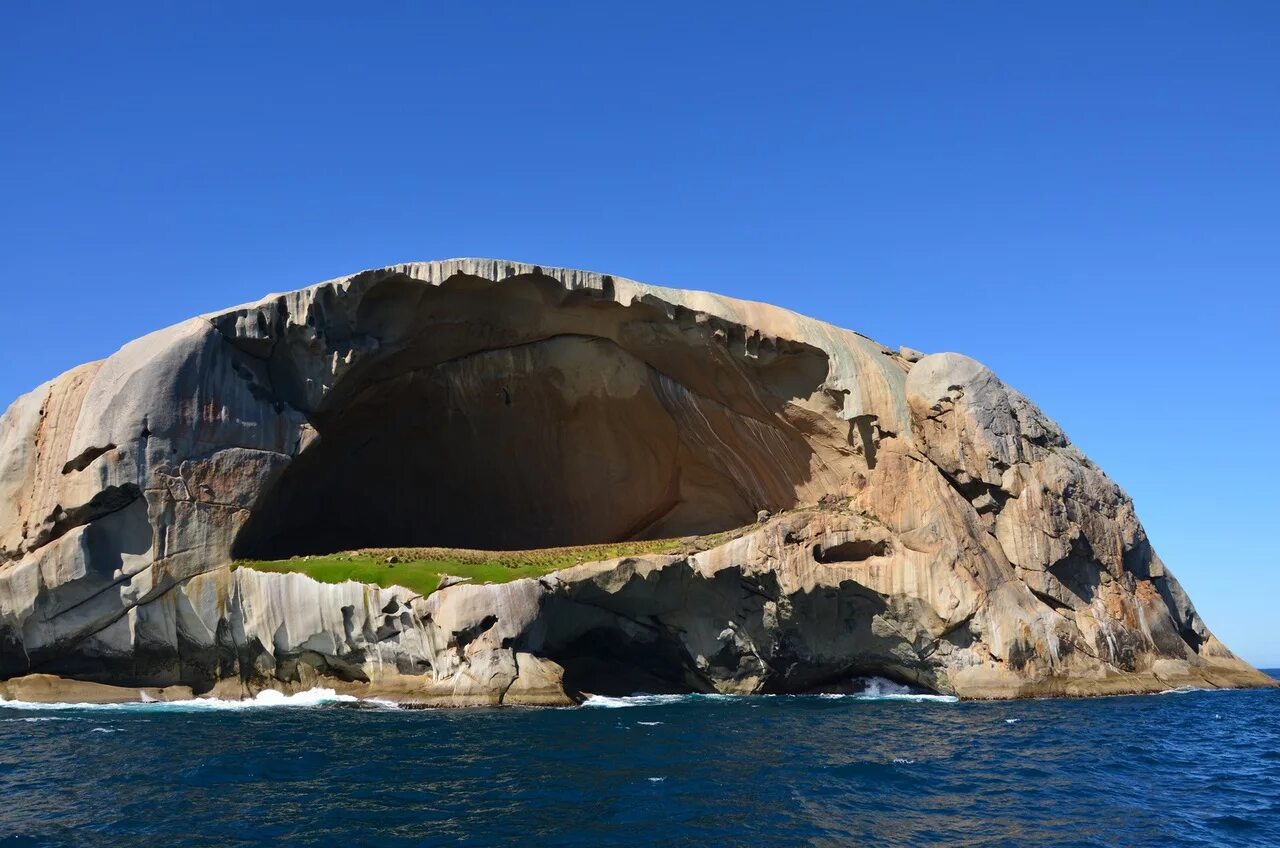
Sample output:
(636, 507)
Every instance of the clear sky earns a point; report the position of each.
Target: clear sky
(1086, 196)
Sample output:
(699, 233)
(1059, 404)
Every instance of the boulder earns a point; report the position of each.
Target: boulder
(901, 514)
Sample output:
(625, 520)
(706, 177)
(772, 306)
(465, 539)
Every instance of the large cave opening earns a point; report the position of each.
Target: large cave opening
(519, 415)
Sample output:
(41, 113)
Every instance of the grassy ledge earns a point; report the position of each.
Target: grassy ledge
(421, 569)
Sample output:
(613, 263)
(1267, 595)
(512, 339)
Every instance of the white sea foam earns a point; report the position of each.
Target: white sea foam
(873, 689)
(263, 700)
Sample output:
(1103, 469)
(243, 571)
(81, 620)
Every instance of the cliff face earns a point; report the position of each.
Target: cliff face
(929, 523)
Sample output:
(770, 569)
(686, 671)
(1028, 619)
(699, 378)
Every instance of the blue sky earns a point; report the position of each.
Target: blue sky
(1084, 196)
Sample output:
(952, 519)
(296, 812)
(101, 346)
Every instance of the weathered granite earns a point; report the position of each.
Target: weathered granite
(928, 523)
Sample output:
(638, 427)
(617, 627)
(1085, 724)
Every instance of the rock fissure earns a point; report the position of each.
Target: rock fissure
(483, 404)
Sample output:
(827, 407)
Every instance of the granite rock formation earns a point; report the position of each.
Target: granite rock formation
(927, 523)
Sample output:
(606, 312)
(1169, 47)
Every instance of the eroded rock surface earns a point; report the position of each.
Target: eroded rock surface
(913, 516)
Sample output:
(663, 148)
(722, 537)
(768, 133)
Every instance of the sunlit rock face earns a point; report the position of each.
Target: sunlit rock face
(928, 523)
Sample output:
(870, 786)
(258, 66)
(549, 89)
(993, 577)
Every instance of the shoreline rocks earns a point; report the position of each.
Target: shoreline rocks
(908, 515)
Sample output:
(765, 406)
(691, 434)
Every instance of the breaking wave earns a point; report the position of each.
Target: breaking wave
(872, 689)
(263, 700)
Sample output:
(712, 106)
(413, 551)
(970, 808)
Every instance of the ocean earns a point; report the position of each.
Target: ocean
(881, 769)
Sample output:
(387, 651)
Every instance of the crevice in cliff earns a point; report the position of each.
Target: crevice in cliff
(60, 520)
(86, 457)
(520, 416)
(851, 551)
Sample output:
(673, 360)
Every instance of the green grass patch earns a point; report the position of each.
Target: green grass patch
(421, 569)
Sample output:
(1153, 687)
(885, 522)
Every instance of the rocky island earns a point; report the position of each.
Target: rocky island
(787, 506)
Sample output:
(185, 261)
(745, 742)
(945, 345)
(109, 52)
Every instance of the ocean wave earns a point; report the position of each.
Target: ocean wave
(873, 689)
(265, 698)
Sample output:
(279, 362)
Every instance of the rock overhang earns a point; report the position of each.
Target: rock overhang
(952, 537)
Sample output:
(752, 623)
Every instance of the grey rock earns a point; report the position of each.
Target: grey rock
(929, 521)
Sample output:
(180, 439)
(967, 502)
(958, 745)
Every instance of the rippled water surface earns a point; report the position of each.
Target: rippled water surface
(1180, 769)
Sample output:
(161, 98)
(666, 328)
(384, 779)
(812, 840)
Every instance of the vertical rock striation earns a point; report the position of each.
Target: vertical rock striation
(929, 523)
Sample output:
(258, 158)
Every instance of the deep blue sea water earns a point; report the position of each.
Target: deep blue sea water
(1178, 769)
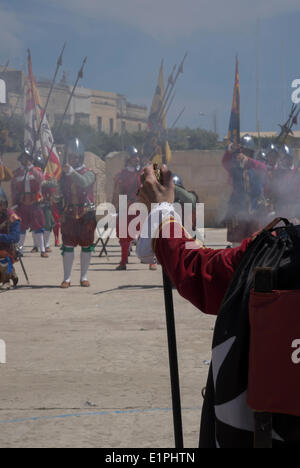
★ ★ ★ ★ ★
All of the entries must be reproduced exactly, apart from the pictures, which are to be dropped.

# Answer to the exercise
Sample output:
(636, 507)
Every instance of the clear sky earns a point; report the position of each.
Target: clear sky
(1086, 196)
Sample output:
(699, 233)
(1059, 404)
Every instance of the boulder earns a point; report the position of each.
Target: boulder
(901, 514)
Sample output:
(625, 520)
(706, 177)
(772, 306)
(465, 539)
Every instance of the large cave opening earns a point; report the position of each.
Target: large cave opening
(519, 415)
Sample output:
(41, 113)
Every instance of the grassy ledge earns a point; report the position of each.
Target: grassy ledge
(421, 569)
Sample output:
(613, 263)
(1267, 595)
(512, 339)
Every instance of the white sea foam earns a point; report the position of each.
Target: white sea foam
(873, 689)
(263, 700)
Sample output:
(1103, 469)
(243, 571)
(81, 620)
Every instance of the cliff face earns a point; report the position of each.
Target: cliff face
(929, 523)
Sample output:
(770, 569)
(686, 671)
(1028, 619)
(699, 378)
Every instance of the blue sky earns a point; report the position of each.
Target: blue sky
(1084, 196)
Sample output:
(952, 519)
(296, 812)
(101, 346)
Every instance of the weathered granite earns a point; report the position of each.
Target: weathered granite
(928, 523)
Sample output:
(638, 427)
(617, 627)
(1085, 724)
Every instance of the rock fissure earns a point; report the position of each.
Target: rock fissure
(483, 404)
Sample output:
(827, 407)
Every instance of the granite rock formation earns a point; report the position of each.
Target: granite rock formation
(927, 523)
Sample output:
(606, 312)
(1169, 47)
Every instance of the eroded rock surface earns a point; report the position of each.
Target: eroded rock surface
(913, 516)
Sample output:
(663, 148)
(722, 537)
(768, 133)
Every instance of the sunlit rock face earns a point; report the position of each.
Target: sunlit rock face
(928, 523)
Sample output:
(870, 786)
(258, 66)
(549, 89)
(993, 577)
Every instance of the shoreline rocks earns a point; report the position of each.
Target: shoreline rocks
(908, 515)
Sample output:
(765, 406)
(691, 434)
Every instance of the breaking wave earns a point; report the position of each.
Target: breaking wave
(872, 689)
(263, 700)
Sample output:
(712, 106)
(413, 551)
(970, 808)
Every instance of the ocean earns a point; report the position of each.
Target: ocean
(881, 769)
Sample output:
(387, 651)
Every instance of the crevice in cliff earns a point; report the position of each.
Target: crevice in cliff
(60, 520)
(86, 457)
(520, 416)
(851, 551)
Sample output:
(673, 360)
Every instance of the green grass patch earns a point; report the position of each.
Target: green grass patch
(421, 569)
Sample output:
(1153, 687)
(885, 522)
Every instance of the rocky island earns a point; report the position of each.
Target: rocky island
(787, 506)
Sample output:
(185, 261)
(745, 742)
(945, 345)
(109, 52)
Every instance of the ocean wave earns a point; report the position of each.
Target: ocean wave
(873, 689)
(265, 698)
Sample output:
(279, 362)
Every instance of the rock overhang earns a point; report the position of each.
Target: rock overhang
(952, 537)
Sample output:
(752, 623)
Every instance of the grey rock earns a point; report the position of each.
Target: grey rock
(929, 521)
Sample output:
(180, 439)
(967, 502)
(958, 745)
Every instance of the rippled water surface earns a point; report the position of each.
Target: rippled water surface
(1180, 769)
Sample output:
(161, 98)
(666, 328)
(384, 779)
(812, 840)
Every instance of the vertical rock striation earns a point; report the position of each.
Target: vertical rock striation
(929, 523)
Sample output:
(258, 158)
Every instance of the deep blue sea water earns a point; report the position of each.
Target: deep blue sea water
(1178, 769)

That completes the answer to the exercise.